TASK BRIEF: Rewrite the records from the line containing "Practice step: identify the cloudy" through the end, swapping every "one instance per line" for "one point per line" and keeping everything else the same. Return only those lines.

Location identification entries
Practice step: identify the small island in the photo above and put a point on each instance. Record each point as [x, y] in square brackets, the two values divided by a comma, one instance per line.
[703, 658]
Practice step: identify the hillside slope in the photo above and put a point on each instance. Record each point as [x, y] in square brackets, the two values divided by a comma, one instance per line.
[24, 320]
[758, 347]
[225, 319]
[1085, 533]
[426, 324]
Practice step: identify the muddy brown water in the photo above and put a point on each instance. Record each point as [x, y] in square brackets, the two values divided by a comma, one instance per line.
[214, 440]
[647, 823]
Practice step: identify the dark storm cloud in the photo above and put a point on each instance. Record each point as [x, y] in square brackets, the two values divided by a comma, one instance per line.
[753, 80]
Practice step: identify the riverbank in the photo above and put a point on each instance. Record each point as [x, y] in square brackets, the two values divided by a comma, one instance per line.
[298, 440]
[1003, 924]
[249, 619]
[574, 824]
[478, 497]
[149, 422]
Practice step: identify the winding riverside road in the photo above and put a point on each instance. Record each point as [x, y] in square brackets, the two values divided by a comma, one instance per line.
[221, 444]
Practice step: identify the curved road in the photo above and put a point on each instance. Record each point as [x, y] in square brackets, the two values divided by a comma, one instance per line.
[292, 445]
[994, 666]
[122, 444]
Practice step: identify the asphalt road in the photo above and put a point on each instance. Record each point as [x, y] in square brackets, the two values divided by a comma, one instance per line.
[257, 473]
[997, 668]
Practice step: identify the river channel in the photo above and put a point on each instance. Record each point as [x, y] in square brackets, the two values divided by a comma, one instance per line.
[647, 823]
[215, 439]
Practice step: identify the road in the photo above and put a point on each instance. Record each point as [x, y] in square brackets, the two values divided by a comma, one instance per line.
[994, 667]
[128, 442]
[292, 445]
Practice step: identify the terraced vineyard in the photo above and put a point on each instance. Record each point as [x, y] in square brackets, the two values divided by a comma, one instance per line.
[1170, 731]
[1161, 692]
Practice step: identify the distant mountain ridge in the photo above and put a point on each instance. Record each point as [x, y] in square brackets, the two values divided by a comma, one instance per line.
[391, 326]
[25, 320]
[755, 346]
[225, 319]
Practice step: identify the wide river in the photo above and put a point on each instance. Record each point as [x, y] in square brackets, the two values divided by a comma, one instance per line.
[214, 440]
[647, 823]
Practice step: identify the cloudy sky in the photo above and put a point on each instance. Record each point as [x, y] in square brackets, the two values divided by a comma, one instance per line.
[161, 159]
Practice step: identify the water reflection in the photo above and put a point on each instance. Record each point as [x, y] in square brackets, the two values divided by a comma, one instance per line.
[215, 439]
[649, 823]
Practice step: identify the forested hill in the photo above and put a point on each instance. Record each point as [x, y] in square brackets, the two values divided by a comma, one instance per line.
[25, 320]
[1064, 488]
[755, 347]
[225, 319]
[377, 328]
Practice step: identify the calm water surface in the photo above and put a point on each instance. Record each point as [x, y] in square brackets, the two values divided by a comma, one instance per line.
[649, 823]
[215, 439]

RIGHT ANSWER:
Practice step: identify the cloudy sky in the photo above and put a point on each instance. Record each point as [x, y] in square brackets, the two values divided by a comma, one point per line.
[161, 159]
Practice step: identify the water reflection in the photo above and put a point on each instance. Record each point as [x, y] in square brackets, the two values divided by a comma, one point per line.
[215, 439]
[649, 823]
Practice step: identify the forested hill in the photo above and put a point on each instance. Record each point as [x, y] in square brackets, the two values divided by a comma, one point per line.
[25, 320]
[1064, 488]
[755, 347]
[225, 319]
[377, 328]
Practice step: identify the calm water surface in the photo above and put a point on each instance. Record each point as [x, y] in square brackets, the two values divided by a comma, one point per line.
[649, 823]
[215, 439]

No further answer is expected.